- Aim of the exercise
Return the full listing, so that each line matches the original exactly.

⁂

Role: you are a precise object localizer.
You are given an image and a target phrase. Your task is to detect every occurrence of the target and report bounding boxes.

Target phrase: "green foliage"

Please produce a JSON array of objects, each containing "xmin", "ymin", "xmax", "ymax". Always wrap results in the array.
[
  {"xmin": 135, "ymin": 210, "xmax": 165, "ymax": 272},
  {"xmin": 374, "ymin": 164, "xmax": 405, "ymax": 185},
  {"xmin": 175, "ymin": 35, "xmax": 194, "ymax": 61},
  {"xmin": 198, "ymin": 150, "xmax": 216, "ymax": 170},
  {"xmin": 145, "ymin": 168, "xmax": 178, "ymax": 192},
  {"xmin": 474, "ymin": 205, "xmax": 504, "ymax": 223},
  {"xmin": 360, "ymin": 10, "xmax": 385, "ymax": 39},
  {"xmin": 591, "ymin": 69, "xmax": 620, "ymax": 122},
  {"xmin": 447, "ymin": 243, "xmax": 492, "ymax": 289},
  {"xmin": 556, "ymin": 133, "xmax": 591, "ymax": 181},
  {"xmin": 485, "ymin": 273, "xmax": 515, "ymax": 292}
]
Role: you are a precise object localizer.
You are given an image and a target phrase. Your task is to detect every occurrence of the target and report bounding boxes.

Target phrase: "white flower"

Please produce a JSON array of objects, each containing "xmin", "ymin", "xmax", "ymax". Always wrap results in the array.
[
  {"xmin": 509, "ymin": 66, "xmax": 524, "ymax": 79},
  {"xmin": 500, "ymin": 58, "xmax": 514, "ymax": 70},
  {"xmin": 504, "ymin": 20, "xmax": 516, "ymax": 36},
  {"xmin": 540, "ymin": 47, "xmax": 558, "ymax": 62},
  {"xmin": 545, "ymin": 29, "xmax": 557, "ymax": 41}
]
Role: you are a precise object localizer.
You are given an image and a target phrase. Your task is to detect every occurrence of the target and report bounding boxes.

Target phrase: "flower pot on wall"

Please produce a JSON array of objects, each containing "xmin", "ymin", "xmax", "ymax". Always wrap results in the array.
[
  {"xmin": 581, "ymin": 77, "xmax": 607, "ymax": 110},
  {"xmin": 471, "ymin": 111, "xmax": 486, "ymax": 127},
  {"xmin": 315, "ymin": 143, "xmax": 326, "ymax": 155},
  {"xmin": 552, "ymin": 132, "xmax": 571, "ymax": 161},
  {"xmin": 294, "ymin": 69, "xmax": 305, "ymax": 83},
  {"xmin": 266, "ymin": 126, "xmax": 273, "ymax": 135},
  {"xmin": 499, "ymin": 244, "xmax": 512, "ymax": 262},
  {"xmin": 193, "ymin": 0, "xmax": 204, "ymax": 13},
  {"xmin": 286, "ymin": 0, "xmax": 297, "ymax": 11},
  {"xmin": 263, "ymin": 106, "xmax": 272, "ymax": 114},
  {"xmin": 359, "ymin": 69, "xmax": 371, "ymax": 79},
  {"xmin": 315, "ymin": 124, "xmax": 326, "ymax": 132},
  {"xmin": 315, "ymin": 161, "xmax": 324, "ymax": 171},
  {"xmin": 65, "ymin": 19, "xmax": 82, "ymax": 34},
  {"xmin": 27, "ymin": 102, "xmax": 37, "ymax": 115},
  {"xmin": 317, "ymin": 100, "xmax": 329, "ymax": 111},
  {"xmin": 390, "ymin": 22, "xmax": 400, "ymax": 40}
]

⁂

- Exercise solution
Role: you are a precise object localizer.
You are given an image and a target phrase. Your task is to detect every occurrence of the target and report bounding boxes.

Target phrase: "green foliage"

Please produce a JSON array of objects, each containing "xmin", "ymin", "xmax", "ymax". Always wrap results in the array.
[
  {"xmin": 135, "ymin": 210, "xmax": 165, "ymax": 272},
  {"xmin": 374, "ymin": 164, "xmax": 405, "ymax": 185},
  {"xmin": 175, "ymin": 35, "xmax": 194, "ymax": 61},
  {"xmin": 198, "ymin": 150, "xmax": 216, "ymax": 170},
  {"xmin": 145, "ymin": 168, "xmax": 178, "ymax": 192},
  {"xmin": 474, "ymin": 205, "xmax": 504, "ymax": 223},
  {"xmin": 360, "ymin": 10, "xmax": 385, "ymax": 39},
  {"xmin": 591, "ymin": 69, "xmax": 620, "ymax": 122},
  {"xmin": 447, "ymin": 243, "xmax": 492, "ymax": 289},
  {"xmin": 556, "ymin": 133, "xmax": 591, "ymax": 181},
  {"xmin": 485, "ymin": 273, "xmax": 515, "ymax": 292}
]
Role: you are a precise object localizer.
You are given an image and a target phrase. Your task is to detect every occurrence of the target and report bounding boxes.

Target phrase: "white flower"

Please produce a JSON array of objects, each containing "xmin", "ymin", "xmax", "ymax". Always wrap results in the array.
[
  {"xmin": 509, "ymin": 66, "xmax": 524, "ymax": 79},
  {"xmin": 500, "ymin": 58, "xmax": 514, "ymax": 70},
  {"xmin": 504, "ymin": 20, "xmax": 516, "ymax": 36},
  {"xmin": 540, "ymin": 47, "xmax": 558, "ymax": 62},
  {"xmin": 545, "ymin": 29, "xmax": 557, "ymax": 41}
]
Role: you are a precise object localizer.
You are given an image and a target phrase. Your task is to detect every occurrence of the target and report bounding boxes.

Target phrase: "flower pot on wall"

Please produce a JSON array of objects, each containing "xmin", "ymin", "xmax", "ymax". Always wrap results in the array.
[
  {"xmin": 581, "ymin": 77, "xmax": 607, "ymax": 110},
  {"xmin": 471, "ymin": 111, "xmax": 486, "ymax": 127},
  {"xmin": 315, "ymin": 143, "xmax": 326, "ymax": 155},
  {"xmin": 552, "ymin": 132, "xmax": 571, "ymax": 161},
  {"xmin": 294, "ymin": 69, "xmax": 305, "ymax": 83},
  {"xmin": 266, "ymin": 126, "xmax": 273, "ymax": 135},
  {"xmin": 499, "ymin": 244, "xmax": 512, "ymax": 262},
  {"xmin": 193, "ymin": 0, "xmax": 204, "ymax": 13},
  {"xmin": 286, "ymin": 0, "xmax": 297, "ymax": 11},
  {"xmin": 263, "ymin": 106, "xmax": 272, "ymax": 114},
  {"xmin": 359, "ymin": 69, "xmax": 371, "ymax": 79},
  {"xmin": 315, "ymin": 124, "xmax": 326, "ymax": 132},
  {"xmin": 315, "ymin": 161, "xmax": 324, "ymax": 171},
  {"xmin": 65, "ymin": 19, "xmax": 82, "ymax": 34},
  {"xmin": 27, "ymin": 102, "xmax": 37, "ymax": 115},
  {"xmin": 317, "ymin": 100, "xmax": 329, "ymax": 111},
  {"xmin": 390, "ymin": 22, "xmax": 400, "ymax": 40}
]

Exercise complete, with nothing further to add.